* [What is asked]
In the part that opens with the line containing "Objective — pinpoint the sky" and closes at the end of the records, change "paved walkway" to "footpath". Give only those lines, with nothing else altered.

(Bounding-box records)
------------------------------------------------------------------------

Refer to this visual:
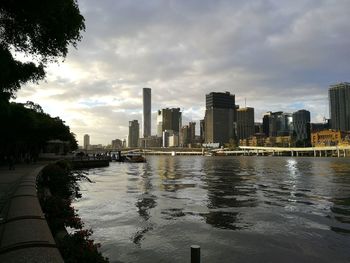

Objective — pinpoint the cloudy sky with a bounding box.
[17,0,350,145]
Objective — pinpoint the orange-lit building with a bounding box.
[311,130,350,147]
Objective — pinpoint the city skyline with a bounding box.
[12,0,350,145]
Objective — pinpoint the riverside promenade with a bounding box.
[0,162,63,263]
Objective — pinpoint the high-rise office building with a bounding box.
[199,120,205,143]
[142,88,151,138]
[263,111,293,137]
[157,108,182,137]
[204,92,236,144]
[328,82,350,131]
[84,134,90,150]
[128,120,140,147]
[263,111,272,137]
[236,107,255,140]
[293,110,311,146]
[180,122,196,147]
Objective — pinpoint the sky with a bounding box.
[16,0,350,145]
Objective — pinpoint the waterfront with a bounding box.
[74,156,350,262]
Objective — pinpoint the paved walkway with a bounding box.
[0,163,63,263]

------------------------------------------------------------------------

* [Problem solution]
Objective — pinpoint the sky with a bounding box.
[16,0,350,145]
Objective — pinpoint the waterfront with a bounding box.
[74,156,350,262]
Objective — pinpoint the footpath with a bounding box.
[0,163,63,263]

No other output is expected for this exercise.